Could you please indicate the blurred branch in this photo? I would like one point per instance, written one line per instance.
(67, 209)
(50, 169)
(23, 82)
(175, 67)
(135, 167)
:::
Copy the records above word for word, keeping every line as it appears.

Could you please indicate the blurred branch in this photo? I would like one point per instance, written one line per instance.
(67, 209)
(50, 169)
(23, 82)
(175, 67)
(135, 167)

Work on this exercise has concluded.